From the passage on anti-modernism, retype the part that opens with the words containing "Those are cumulative" and closes with "the historical analysis?".

## PAGE TEXT
══════════════════════════════

Anti-modernism, as its name indicates opposes modernism. This oppositional dimension is central, and, as Compagnon () underlines, it is essential to anti-modernism that its actors position themselves, through their publications and attitude, against a phenomenon that is diverse and complex but more essentially at the core of their societies. Anti-modernism is an ambiguous posture: it is not reaction, not longing to return to previous times while still being part of modernity, but advocating for another definition of what modernity should be (). We could summarise the anti-modern worldview as the emphasis on aesthetic perception of reality. It is both very fuzzy to predefine and very recognisable when reading individual texts. Antoine Compagnon proposes six elements to capture anti-modernism:

  • Figure of style: Vituperation
  • Moral figure: Pessimism
  • Aesthetic figure: Sublime
  • Historical/political figure: Counter-revolution
  • Philosophical figure: Anti-Enlightenment
  • Religious/Theological Figure: Original Sin

Those are cumulative elements, and it is in their accumulation that the anti-modern style becomes apparent and communicable. Some aspects refer to style (vituperation, pessimism) while others could be captured potentially by names or specific keywords. It remains however difficult to predict what particular reference will be used in a particular historical collection. In that context, how could this typology be operationalized for a collection of unstructured texts, to extract a corpus of articles containing anti-modern discourse, and how could it be translated into measurable quantities () which can be used to feed the historical analysis?

══════════════════════════════

## COLLECTED DATA

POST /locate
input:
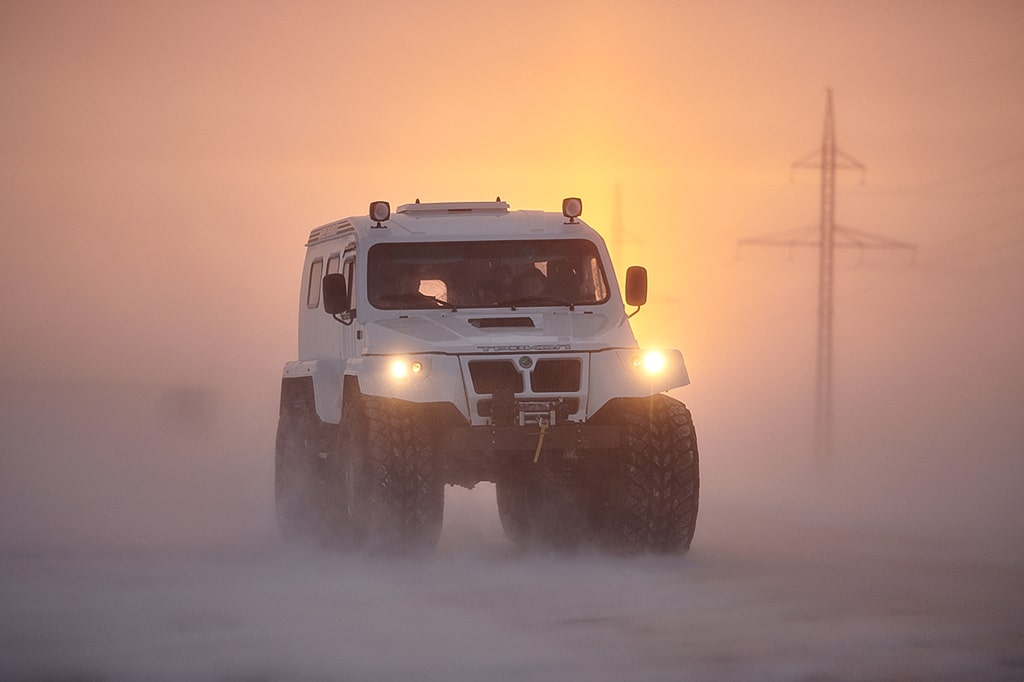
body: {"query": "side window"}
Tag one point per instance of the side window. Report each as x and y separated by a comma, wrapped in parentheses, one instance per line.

══════════════════════════════

## FINISHED TASK
Those are cumulative elements, and it is in their accumulation that the anti-modern style becomes apparent and communicable. Some aspects refer to style (vituperation, pessimism) while others could be captured potentially by names or specific keywords. It remains however difficult to predict what particular reference will be used in a particular historical collection. In that context, how could this typology be operationalized for a collection of unstructured texts, to extract a corpus of articles containing anti-modern discourse, and how could it be translated into measurable quantities () which can be used to feed the historical analysis?